* **本文抜粋**:
= = = = = = =

将来の要介護リスクを判定できる「ロコモ度テスト」とは
厚生労働省が2012年に提唱した「健康寿命」という新指標は従来の健康寿命と異なり、自立して健康に生活できる期間のことです。「自立して」とは「介護を要しないで」という意味ですが、運動機能の衰えに着目した「ロコモ」のテストで介護の必要性を判定できるのでしょうか。今回は、このテーマについて「矢吹整形外科」の矢吹先生を取材しました。
監修医師:
矢吹 尚彦(矢吹整形外科 院長)
東海大学医学部卒業。大学病院や総合病院などで整形外科領域の診療を積んだ後の2004年、神奈川県横浜市に「矢吹整形外科」を開院。治療に限らず、トレーニングマシンを備え、各種運動のアドバイスもおこなっている。日本整形外科学会専門医。日本骨粗鬆症学会、日本抗加齢医学会の各会員。
ロコモティブ+シンドローム
編集部
まず、「ロコモ」について教えてください。
矢吹先生
日本整形外科学会では、ロコモティブシンドロームについて、「運動器の障害のために移動機能の低下をきたした状態」と定義づけています。固有の症状ではなく、広範囲な“丸っとした”概念です。また、医学用語でいう「シンドローム」は、原因が不明の症状に対して用いられます。
編集部
ロコモという概念が出回ってきたとき、同時に「ロコモチェック」も目にするようになりました。
矢吹先生
そうですね。ロコモチェックは「今、起きている移動機能の低下」を確認することが目的です。その中身は多岐にわたりますが、「横断歩道を青信号の間に渡れない」などのチェック項目もあります。運動というより“移動能力”を重視しているテストです。そのため、総じて動けなくなることがロコモというイメージですね。

= = = = = = =

* **記録の抜粋**:
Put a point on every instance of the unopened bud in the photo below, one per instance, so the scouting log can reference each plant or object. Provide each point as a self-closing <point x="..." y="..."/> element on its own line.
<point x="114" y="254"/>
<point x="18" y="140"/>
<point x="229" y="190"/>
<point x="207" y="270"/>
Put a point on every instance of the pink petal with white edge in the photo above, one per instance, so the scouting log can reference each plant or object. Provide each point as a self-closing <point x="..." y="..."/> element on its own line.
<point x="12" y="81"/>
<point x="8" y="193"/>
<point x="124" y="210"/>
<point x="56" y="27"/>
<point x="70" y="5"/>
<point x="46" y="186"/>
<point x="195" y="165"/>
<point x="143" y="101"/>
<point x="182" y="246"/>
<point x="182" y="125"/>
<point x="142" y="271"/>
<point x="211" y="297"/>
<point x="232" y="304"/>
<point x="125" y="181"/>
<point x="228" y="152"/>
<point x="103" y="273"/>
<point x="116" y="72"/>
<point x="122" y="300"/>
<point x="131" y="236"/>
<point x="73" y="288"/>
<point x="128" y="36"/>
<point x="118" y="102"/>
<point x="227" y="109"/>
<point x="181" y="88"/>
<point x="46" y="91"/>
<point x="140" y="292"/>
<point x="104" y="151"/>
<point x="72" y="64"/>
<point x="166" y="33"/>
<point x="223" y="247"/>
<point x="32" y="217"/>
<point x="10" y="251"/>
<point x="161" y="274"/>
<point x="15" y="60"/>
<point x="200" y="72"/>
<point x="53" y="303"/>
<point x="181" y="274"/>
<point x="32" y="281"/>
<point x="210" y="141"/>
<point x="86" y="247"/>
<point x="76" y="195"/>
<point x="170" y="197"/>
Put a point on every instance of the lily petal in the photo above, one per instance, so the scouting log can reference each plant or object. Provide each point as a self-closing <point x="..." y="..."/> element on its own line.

= = = = = = =

* **取り組む問題**:
1 > ロコモの記事で、ロコモチェックが運動よりも「移動能力」を重視するテストだとされる理由を、記事の内容に沿って一～三文で説明してください。
2 > ロコモの記事を、最後の文の後から書き進めてください。
項目は、ロコモの記事とは別の出典から取ったものです。

* **演習の解答**:
1 > ロコモチェックの目的は「今、起きている移動機能の低下」を確認することだからです。そのため、チェック項目には「横断歩道を青信号の間に渡れない」のような移動に関するものが含まれています。

2 >
編集部
そこで本題です。ロコモ度テストは“将来”の運動・移動機能も測れるのでしょうか?
矢吹先生
※日本整形外科学会「ロコモ度テスト」
https://www.joa.or.jp/media/comment/pdf/20130528_locomo_test.pdf
自分で「健康だ」と思っていても、裏付けがない
編集部
要は、移動機能の低下を「主観」ではなく、「客観」的に捉えましょうということですか?
矢吹先生
はい。主観だと、モノサシがはっきりしないですからね。また、同年代との比較もしがちです。自分では「友人と遜色ない」と思っていても、みなさんが全員「ロコモ度」に該当したら、それなりの対策をはじめるべきだと考えます。
編集部
ちなみに、「ロコモ度」の3段階評価は、どうなっていますか?
矢吹先生
日本整形外科学会は、ロコモ度1を「移動機能の低下が始まっている状態」、ロコモ度2を「移動機能の低下が進行している状態」、ロコモ度3を「移動機能の低下が進行し、社会参加に支障をきたしている状態」としています。
編集部
治療が必要なのは、どの段階からなのでしょうか?
矢吹先生
人によって異なります。治療が必要かどうかは外して、まずはお気軽にご相談いただきたいですね。「健康かどうか」を自分で決めず、医学的に診てみましょう。また、一時ではなく、定期的な経年変化も問うべきです。仮に「コロモ度1」だとしても、長期的にそのレベルで食い止められていれば、「介護リスクも低いまま」ということになります。
運動を楽しめる「気持ちづくり」が大切
編集部
先生は日頃、介護予防のためにどのようなアドバイスをされていますか?
矢吹先生
大切なのは、「動ける体を保ち続ける」ことです。つまり、運動の習慣や食生活の改善、睡眠などの指導はしています。ただし、いずれにしても継続していただくことが基本なので、「気持ち」、つまりモチベーションを重要視しています。「生きたいという気持ち」や「動きたいという気持ち」です。
編集部
たしかに「10回1セットを1日3回」みたいなプロセスって、モチベーションにつながりません。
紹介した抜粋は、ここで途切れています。